_Your objective:_ Print the lines below verbatim, from the line containing "of the overcast" through the end of the lines.

* Begin *

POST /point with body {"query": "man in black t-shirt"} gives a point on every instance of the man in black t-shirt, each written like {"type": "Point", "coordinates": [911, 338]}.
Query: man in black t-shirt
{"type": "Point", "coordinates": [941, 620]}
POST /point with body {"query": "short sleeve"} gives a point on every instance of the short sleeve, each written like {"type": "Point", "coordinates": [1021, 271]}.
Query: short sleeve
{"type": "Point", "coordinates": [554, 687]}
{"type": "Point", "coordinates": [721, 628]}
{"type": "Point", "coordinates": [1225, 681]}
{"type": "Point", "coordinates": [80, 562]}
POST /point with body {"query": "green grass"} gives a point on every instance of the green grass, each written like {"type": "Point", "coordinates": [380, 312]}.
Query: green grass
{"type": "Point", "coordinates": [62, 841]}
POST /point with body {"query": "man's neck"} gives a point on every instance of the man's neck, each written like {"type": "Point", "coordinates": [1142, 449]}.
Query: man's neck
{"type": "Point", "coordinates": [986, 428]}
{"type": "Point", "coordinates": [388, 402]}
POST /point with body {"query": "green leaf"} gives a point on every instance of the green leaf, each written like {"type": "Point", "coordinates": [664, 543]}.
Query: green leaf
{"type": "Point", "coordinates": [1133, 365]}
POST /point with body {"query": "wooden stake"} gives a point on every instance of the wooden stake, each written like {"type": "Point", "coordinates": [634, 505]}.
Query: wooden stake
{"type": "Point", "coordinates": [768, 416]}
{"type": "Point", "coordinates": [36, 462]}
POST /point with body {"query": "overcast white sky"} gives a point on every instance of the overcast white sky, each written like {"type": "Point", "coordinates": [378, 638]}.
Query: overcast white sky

* End *

_Response to the exercise:_
POST /point with body {"query": "overcast white sky"} gives a point on every instance of the overcast white sky, each written like {"type": "Point", "coordinates": [378, 638]}.
Query: overcast white sky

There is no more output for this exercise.